## WRITTEN INSTRUCTION 1
Return the passage from the post on file deletion in Windows Explorer and the DOS prompt, from "Saturday, January 17, 2009" to "the temp folder.", copied word for word.

## PROVIDED PASSAGE
□ □ □ □ □

Saturday, January 17, 2009

All File Deletion is a Disputed Transaction in Windows Explorer but an Iterative Delete in Dos Prompt

All File Deletion is a Disputed Transaction in Windows Explorer but an Iterative Delete in Dos Prompt

I normally have the habit of cleaning up the temp folder in my Windows on a regular basis so that it does not unnecessarily eat away the hard disk space. However, I observed two distinct behavior between Windows Explorer and MSDOS prompt of the temp folder.

Windows Explorer:

  1. To avail the friendly GUI services, we normally resort to CTRL+A and DELETE.
  2. Attempts to delete the folder and files one by one. But even when one file could not be removed due to permission restriction or 'The process can not access the file because it is being used by another process' error, it just aborts without visiting remaining files in the folder.
  3. Moves the folder to Recycle Bin
  4. A generic progress bar of the progress of deletion is indicated by a GUI popup.
  5. Recurses into folders and repeates (2) through (4).

□ □ □ □ □

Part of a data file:
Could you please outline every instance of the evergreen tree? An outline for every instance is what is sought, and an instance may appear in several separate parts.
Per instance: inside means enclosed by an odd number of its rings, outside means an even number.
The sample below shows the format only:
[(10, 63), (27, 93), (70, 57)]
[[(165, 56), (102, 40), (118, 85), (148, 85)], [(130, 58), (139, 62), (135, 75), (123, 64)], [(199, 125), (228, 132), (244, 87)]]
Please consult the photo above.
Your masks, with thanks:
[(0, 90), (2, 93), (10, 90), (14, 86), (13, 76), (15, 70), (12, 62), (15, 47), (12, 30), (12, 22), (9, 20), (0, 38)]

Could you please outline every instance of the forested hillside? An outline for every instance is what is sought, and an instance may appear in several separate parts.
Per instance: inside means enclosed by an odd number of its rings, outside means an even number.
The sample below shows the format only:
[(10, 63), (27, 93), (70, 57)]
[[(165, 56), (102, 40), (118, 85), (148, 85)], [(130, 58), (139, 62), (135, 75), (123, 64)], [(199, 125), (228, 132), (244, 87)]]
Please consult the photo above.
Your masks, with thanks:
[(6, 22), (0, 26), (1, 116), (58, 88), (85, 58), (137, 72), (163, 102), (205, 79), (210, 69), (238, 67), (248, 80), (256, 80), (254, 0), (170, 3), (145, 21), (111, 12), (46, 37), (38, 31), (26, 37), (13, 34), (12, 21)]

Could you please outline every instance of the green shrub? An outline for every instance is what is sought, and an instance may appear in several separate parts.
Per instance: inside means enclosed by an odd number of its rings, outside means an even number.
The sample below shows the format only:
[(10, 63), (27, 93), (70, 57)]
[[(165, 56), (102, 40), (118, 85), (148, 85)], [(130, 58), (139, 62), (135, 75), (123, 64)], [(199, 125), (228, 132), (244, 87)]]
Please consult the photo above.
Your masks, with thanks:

□ □ □ □ □

## WRITTEN INSTRUCTION 2
Update the records from their first line through the line containing "20), (0, 38)]" by replacing "evergreen tree" with "pine tree", keeping everything else unchanged, and give back only those lines.

## WRITTEN ANSWER 1
Saturday, January 17, 2009

All File Deletion is a Disputed Transaction in Windows Explorer but an Iterative Delete in Dos Prompt

All File Deletion is a Disputed Transaction in Windows Explorer but an Iterative Delete in Dos Prompt

I normally have the habit of cleaning up the temp folder in my Windows on a regular basis so that it does not unnecessarily eat away the hard disk space. However, I observed two distinct behavior between Windows Explorer and MSDOS prompt of the temp folder.

## WRITTEN ANSWER 2
Could you please outline every instance of the pine tree? An outline for every instance is what is sought, and an instance may appear in several separate parts.
Per instance: inside means enclosed by an odd number of its rings, outside means an even number.
The sample below shows the format only:
[(10, 63), (27, 93), (70, 57)]
[[(165, 56), (102, 40), (118, 85), (148, 85)], [(130, 58), (139, 62), (135, 75), (123, 64)], [(199, 125), (228, 132), (244, 87)]]
Please consult the photo above.
Your masks, with thanks:
[(0, 90), (2, 93), (10, 90), (14, 86), (13, 76), (15, 70), (12, 62), (15, 47), (12, 30), (12, 22), (9, 20), (0, 38)]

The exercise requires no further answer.